*** TASK DATA ***

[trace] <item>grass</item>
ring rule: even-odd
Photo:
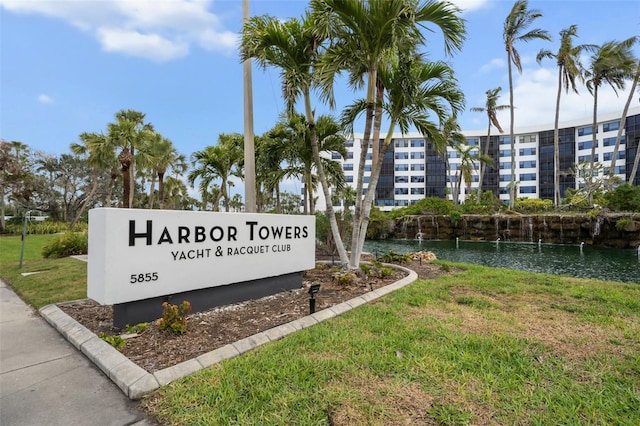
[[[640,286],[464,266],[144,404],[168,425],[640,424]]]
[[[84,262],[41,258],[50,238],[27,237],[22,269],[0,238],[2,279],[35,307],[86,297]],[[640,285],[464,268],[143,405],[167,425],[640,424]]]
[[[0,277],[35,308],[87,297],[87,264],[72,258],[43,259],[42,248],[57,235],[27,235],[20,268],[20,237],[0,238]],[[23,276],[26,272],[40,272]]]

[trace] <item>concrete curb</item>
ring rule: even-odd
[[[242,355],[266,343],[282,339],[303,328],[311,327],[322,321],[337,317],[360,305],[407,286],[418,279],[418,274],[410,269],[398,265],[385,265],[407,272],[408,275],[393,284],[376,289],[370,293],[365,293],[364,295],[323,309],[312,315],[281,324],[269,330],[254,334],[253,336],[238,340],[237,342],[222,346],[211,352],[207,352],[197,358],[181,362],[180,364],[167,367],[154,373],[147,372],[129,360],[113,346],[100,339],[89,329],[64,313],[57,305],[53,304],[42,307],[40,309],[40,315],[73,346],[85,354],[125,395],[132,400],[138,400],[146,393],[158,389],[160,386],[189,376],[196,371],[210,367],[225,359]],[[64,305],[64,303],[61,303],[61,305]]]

*** End of TASK DATA ***

YOUR INSTRUCTIONS — Everything from the first line of the records through the line containing "[trace] <item>concrete curb</item>" should be reproduced exactly, apart from the pictures.

YOUR SOLUTION —
[trace] <item>grass</item>
ring rule: even-odd
Photo:
[[[640,286],[464,266],[144,404],[168,425],[640,424]]]
[[[84,262],[41,258],[50,238],[27,237],[22,269],[0,238],[2,279],[35,307],[86,297]],[[640,285],[464,268],[143,405],[167,425],[640,424]]]
[[[0,277],[35,308],[87,297],[87,264],[72,258],[43,259],[42,248],[57,235],[27,235],[20,268],[20,237],[0,238]],[[23,276],[26,272],[40,272]]]

[trace] <item>concrete curb</item>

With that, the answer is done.